§ What to do
Go through the records and copy each line where the word "gray" occurs.

§ Excerpted data

--

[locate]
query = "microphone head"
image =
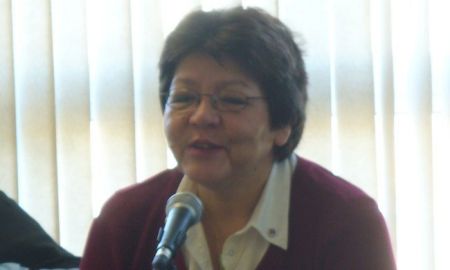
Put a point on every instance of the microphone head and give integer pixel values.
(186, 200)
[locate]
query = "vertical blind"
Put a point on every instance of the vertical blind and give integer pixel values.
(80, 118)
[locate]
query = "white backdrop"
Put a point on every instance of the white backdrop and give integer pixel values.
(80, 118)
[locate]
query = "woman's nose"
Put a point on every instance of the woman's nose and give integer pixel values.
(205, 113)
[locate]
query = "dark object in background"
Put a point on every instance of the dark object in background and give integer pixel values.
(24, 241)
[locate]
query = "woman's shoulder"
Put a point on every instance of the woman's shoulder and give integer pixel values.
(316, 179)
(143, 196)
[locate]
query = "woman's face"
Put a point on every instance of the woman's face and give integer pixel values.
(216, 148)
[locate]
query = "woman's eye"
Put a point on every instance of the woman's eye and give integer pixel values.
(183, 98)
(237, 100)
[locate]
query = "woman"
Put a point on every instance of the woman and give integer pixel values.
(233, 93)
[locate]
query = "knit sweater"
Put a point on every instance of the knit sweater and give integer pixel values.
(333, 225)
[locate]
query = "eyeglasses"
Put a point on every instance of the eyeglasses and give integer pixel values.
(225, 100)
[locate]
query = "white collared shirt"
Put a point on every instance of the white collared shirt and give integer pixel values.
(267, 225)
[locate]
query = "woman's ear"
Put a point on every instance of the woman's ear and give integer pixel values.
(282, 135)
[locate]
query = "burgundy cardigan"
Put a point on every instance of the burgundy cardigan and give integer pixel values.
(333, 225)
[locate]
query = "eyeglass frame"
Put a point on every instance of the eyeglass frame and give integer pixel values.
(214, 98)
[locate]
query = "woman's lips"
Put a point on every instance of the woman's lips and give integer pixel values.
(204, 148)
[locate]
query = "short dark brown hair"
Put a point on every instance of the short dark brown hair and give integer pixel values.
(261, 45)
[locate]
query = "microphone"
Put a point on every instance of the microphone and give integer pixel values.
(183, 210)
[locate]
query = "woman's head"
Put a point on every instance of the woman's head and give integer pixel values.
(261, 45)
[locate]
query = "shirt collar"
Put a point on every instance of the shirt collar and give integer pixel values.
(271, 215)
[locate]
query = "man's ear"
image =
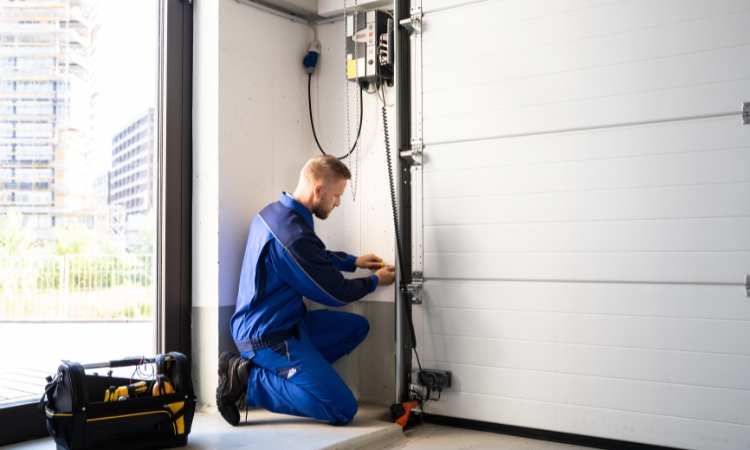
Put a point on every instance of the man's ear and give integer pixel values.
(318, 191)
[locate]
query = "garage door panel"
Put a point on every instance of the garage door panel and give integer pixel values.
(692, 402)
(680, 202)
(690, 335)
(706, 267)
(687, 235)
(600, 422)
(653, 139)
(519, 9)
(684, 169)
(683, 71)
(626, 299)
(605, 41)
(696, 101)
(547, 22)
(586, 202)
(658, 366)
(630, 54)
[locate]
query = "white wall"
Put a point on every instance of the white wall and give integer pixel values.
(251, 138)
(360, 226)
(364, 225)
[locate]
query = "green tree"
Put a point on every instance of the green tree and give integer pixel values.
(15, 238)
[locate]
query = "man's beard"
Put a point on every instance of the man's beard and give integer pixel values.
(321, 213)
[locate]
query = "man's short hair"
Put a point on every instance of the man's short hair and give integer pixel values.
(325, 168)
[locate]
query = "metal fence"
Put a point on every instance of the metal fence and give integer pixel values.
(77, 287)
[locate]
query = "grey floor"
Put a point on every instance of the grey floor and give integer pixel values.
(430, 436)
(368, 431)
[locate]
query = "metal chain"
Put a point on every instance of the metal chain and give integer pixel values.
(346, 80)
(356, 155)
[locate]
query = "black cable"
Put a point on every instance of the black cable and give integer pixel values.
(312, 124)
(399, 250)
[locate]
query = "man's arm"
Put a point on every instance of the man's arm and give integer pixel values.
(307, 267)
(342, 261)
(350, 263)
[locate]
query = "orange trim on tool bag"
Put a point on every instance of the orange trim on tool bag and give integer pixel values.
(51, 413)
(98, 419)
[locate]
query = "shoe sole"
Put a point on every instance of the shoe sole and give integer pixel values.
(225, 410)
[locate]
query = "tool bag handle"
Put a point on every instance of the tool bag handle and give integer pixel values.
(125, 362)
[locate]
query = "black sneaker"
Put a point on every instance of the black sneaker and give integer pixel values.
(233, 374)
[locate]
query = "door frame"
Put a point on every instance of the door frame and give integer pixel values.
(174, 148)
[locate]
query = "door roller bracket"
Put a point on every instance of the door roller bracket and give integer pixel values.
(414, 155)
(414, 23)
(415, 288)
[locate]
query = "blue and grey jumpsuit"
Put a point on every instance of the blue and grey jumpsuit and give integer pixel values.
(292, 349)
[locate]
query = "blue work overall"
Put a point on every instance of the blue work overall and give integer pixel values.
(292, 350)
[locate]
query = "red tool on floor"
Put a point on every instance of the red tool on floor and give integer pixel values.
(406, 407)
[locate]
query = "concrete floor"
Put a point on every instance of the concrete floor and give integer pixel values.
(370, 430)
(429, 436)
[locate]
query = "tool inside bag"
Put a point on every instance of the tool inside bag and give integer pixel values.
(153, 409)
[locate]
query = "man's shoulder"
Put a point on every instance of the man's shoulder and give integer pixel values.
(286, 224)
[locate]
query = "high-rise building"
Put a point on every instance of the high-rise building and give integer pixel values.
(45, 100)
(131, 181)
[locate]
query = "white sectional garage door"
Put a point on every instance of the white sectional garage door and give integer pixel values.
(587, 216)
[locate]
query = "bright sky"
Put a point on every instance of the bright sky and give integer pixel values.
(126, 69)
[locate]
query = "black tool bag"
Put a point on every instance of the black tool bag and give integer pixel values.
(78, 417)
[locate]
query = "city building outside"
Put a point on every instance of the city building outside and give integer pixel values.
(77, 174)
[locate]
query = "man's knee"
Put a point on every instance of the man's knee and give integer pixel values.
(362, 328)
(345, 410)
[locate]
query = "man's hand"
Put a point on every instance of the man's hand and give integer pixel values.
(386, 275)
(370, 261)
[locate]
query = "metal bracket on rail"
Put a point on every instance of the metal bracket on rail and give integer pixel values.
(413, 156)
(415, 288)
(414, 23)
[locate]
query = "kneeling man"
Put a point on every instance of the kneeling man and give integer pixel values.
(287, 351)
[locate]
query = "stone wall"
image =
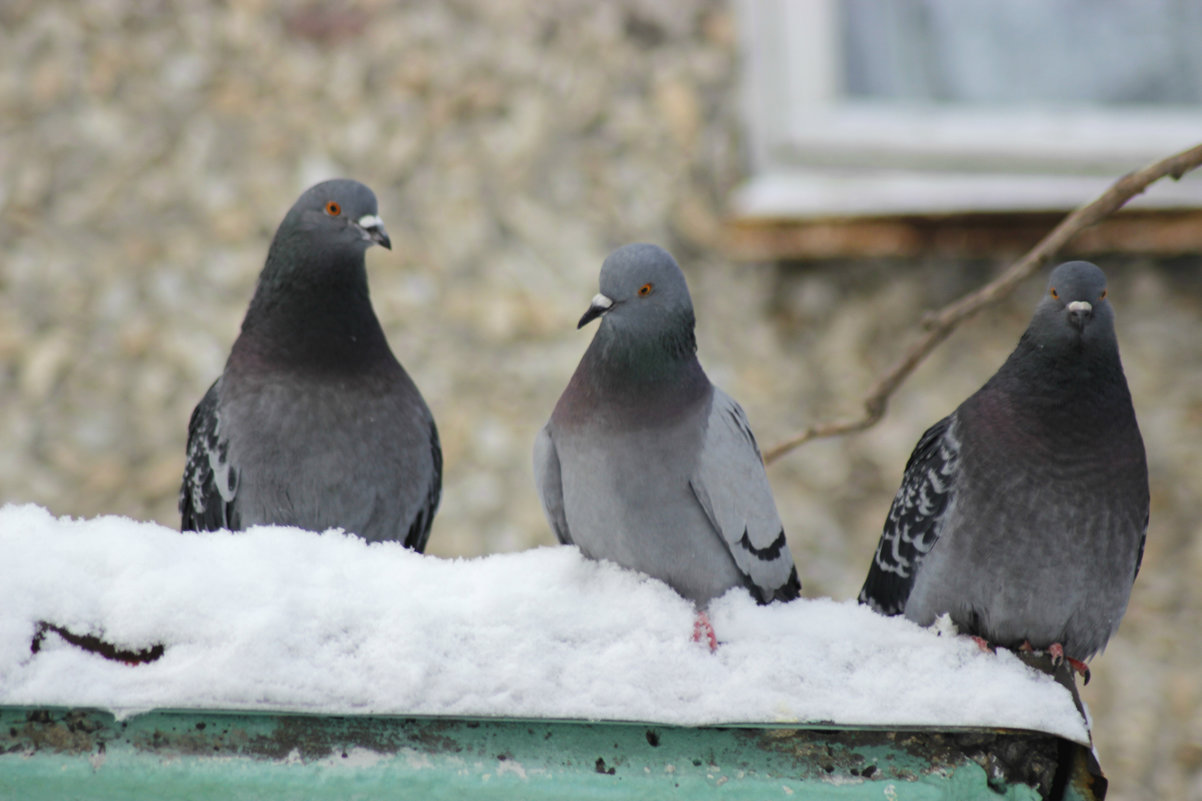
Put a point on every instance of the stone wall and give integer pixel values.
(148, 150)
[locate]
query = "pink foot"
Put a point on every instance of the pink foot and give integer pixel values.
(702, 629)
(1057, 652)
(1058, 656)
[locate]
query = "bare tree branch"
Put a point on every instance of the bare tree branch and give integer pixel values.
(939, 325)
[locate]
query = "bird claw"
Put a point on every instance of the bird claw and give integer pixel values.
(1055, 652)
(703, 629)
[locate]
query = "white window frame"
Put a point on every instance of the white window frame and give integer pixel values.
(817, 154)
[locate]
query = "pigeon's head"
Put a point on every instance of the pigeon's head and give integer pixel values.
(337, 213)
(642, 292)
(1075, 308)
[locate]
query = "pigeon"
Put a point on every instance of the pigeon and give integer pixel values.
(1022, 515)
(314, 422)
(648, 464)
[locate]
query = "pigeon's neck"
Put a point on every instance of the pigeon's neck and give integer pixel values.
(1078, 387)
(637, 378)
(313, 315)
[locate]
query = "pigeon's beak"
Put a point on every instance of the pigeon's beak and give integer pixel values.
(373, 229)
(1079, 312)
(599, 306)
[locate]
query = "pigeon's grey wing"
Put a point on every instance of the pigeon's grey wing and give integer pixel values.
(916, 518)
(732, 488)
(210, 484)
(420, 530)
(549, 484)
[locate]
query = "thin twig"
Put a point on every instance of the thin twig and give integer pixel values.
(940, 324)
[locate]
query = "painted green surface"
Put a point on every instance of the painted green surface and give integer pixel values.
(197, 755)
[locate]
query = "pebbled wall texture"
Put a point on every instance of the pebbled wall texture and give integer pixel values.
(148, 149)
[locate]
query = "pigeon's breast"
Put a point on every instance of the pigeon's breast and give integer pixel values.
(626, 498)
(321, 454)
(1041, 540)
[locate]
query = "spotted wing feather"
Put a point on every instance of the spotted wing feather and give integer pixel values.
(210, 482)
(916, 518)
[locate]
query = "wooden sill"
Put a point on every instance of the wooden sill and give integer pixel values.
(1156, 232)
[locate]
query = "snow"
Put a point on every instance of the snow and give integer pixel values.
(278, 618)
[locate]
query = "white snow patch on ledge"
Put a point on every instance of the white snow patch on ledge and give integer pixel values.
(278, 618)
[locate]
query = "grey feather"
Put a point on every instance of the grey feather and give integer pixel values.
(548, 481)
(314, 422)
(1023, 515)
(644, 462)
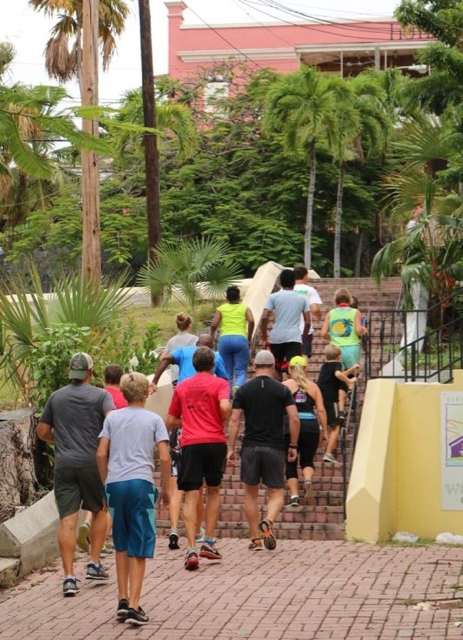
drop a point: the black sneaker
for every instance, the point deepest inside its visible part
(209, 552)
(191, 561)
(122, 610)
(173, 540)
(137, 618)
(70, 587)
(96, 572)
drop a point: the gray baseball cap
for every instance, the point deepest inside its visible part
(80, 365)
(264, 357)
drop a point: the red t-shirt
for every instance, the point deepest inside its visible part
(197, 401)
(118, 398)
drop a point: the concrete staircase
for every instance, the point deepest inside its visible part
(325, 521)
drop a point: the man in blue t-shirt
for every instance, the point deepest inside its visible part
(183, 357)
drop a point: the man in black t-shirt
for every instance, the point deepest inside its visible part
(265, 403)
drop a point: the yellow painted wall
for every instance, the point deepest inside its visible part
(396, 476)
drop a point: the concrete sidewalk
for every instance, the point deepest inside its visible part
(303, 591)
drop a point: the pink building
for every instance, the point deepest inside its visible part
(344, 47)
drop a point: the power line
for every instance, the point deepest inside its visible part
(224, 38)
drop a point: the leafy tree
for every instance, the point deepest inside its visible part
(301, 105)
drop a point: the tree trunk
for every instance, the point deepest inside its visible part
(337, 225)
(310, 202)
(17, 475)
(91, 249)
(153, 205)
(358, 256)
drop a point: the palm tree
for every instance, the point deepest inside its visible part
(171, 117)
(187, 269)
(63, 51)
(301, 105)
(361, 132)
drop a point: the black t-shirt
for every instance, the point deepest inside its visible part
(327, 381)
(264, 402)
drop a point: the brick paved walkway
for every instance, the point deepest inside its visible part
(303, 591)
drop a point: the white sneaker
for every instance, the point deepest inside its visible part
(329, 457)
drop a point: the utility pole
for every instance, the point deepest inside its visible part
(153, 204)
(91, 249)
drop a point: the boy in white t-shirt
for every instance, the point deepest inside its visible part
(125, 461)
(314, 300)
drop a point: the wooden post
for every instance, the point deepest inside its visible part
(153, 205)
(91, 249)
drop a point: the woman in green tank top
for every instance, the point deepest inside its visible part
(237, 326)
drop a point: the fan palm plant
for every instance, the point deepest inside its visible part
(27, 316)
(301, 105)
(63, 51)
(189, 270)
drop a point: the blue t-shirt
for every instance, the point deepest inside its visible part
(133, 433)
(184, 358)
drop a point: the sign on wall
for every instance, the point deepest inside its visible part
(452, 451)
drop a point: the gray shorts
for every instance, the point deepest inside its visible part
(263, 464)
(77, 487)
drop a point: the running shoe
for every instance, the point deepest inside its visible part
(122, 610)
(199, 537)
(329, 457)
(83, 541)
(266, 526)
(210, 552)
(191, 561)
(255, 545)
(309, 494)
(70, 587)
(137, 618)
(173, 540)
(96, 572)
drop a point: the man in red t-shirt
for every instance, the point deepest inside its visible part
(112, 378)
(201, 405)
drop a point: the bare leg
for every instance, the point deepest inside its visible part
(293, 485)
(275, 503)
(122, 571)
(190, 509)
(308, 473)
(333, 440)
(98, 532)
(213, 502)
(175, 503)
(67, 542)
(251, 508)
(342, 399)
(136, 575)
(200, 510)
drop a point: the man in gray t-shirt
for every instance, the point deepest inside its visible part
(73, 418)
(285, 337)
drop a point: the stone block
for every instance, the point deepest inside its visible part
(32, 535)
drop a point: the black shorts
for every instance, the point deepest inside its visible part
(263, 464)
(307, 346)
(284, 352)
(78, 487)
(332, 414)
(199, 462)
(307, 446)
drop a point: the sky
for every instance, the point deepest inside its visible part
(29, 31)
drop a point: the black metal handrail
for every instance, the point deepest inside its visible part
(392, 353)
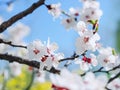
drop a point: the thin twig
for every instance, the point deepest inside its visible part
(10, 43)
(31, 63)
(20, 15)
(111, 79)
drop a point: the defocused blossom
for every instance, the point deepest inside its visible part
(69, 23)
(114, 85)
(106, 57)
(18, 32)
(15, 68)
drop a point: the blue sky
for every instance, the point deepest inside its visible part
(43, 26)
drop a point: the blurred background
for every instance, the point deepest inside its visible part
(44, 26)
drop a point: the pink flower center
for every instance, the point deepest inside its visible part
(86, 39)
(106, 60)
(68, 20)
(36, 51)
(87, 16)
(76, 14)
(117, 86)
(92, 12)
(85, 59)
(44, 58)
(58, 87)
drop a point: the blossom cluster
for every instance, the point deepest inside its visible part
(91, 54)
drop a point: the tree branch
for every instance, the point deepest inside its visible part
(20, 15)
(10, 43)
(74, 56)
(31, 63)
(111, 79)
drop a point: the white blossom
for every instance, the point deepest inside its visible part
(44, 53)
(18, 32)
(87, 63)
(69, 23)
(88, 41)
(106, 57)
(115, 84)
(54, 10)
(90, 11)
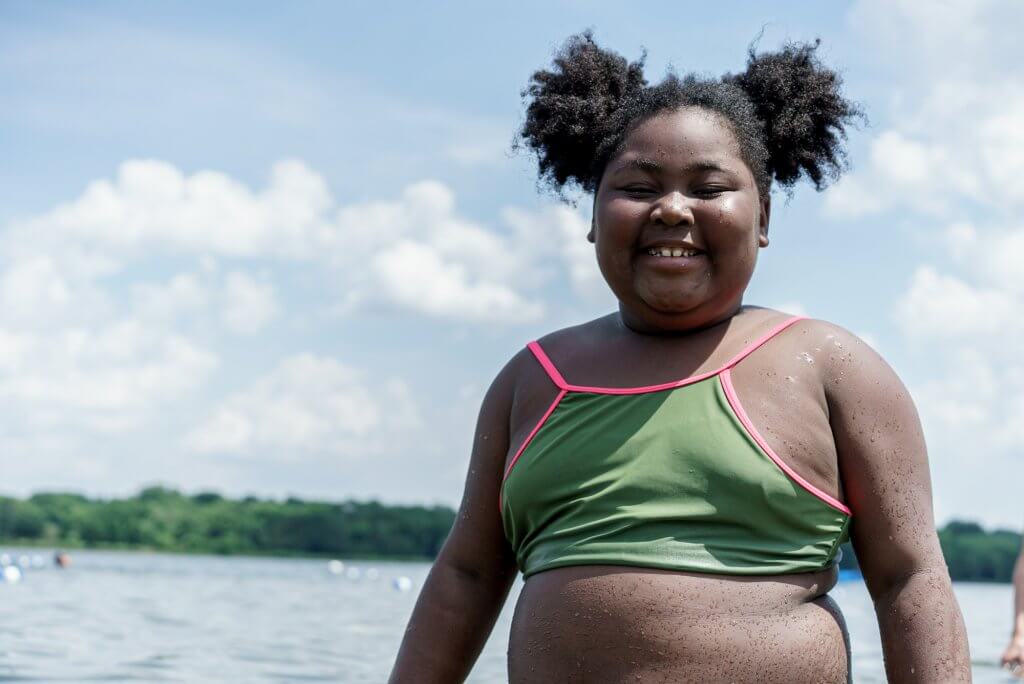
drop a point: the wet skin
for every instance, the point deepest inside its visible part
(828, 407)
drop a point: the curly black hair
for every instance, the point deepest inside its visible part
(786, 112)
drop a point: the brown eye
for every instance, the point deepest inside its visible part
(710, 191)
(638, 190)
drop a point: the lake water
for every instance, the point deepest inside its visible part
(151, 617)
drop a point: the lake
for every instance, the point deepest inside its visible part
(153, 617)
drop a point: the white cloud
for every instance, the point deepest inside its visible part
(112, 377)
(249, 304)
(414, 251)
(415, 275)
(944, 306)
(951, 159)
(307, 403)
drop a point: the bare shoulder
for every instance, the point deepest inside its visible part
(845, 361)
(571, 337)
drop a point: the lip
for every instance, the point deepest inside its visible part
(680, 244)
(672, 264)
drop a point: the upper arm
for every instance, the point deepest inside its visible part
(883, 463)
(476, 544)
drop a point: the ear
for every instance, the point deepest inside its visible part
(763, 220)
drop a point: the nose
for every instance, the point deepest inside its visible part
(672, 209)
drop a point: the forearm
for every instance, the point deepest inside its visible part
(923, 634)
(452, 621)
(1019, 599)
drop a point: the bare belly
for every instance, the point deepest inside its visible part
(609, 624)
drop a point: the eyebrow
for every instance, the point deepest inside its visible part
(651, 166)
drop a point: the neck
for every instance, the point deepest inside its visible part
(680, 326)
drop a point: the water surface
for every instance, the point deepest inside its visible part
(153, 617)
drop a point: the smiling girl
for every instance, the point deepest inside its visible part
(675, 479)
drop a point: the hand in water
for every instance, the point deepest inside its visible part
(1013, 657)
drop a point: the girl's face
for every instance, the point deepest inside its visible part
(678, 221)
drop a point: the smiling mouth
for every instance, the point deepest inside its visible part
(672, 252)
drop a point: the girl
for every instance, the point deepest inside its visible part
(675, 479)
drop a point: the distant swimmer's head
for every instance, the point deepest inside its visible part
(682, 171)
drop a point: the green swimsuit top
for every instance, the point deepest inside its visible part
(671, 476)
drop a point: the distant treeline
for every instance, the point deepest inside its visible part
(972, 554)
(163, 519)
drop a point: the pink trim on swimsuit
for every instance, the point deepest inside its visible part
(549, 368)
(737, 409)
(529, 437)
(557, 378)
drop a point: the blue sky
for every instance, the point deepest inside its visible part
(283, 249)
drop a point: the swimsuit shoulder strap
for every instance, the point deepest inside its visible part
(549, 368)
(758, 343)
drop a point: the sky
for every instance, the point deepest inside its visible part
(282, 249)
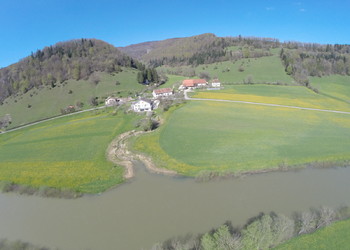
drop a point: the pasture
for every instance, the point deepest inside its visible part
(230, 137)
(259, 70)
(65, 153)
(336, 87)
(275, 94)
(46, 102)
(335, 236)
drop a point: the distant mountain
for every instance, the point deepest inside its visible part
(76, 59)
(205, 48)
(300, 60)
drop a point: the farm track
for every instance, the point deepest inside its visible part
(118, 153)
(266, 104)
(50, 119)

--

§ Final answer
drop a point: the gray baseball cap
drop a point: the gray shorts
drop a point: the man in gray t-shirt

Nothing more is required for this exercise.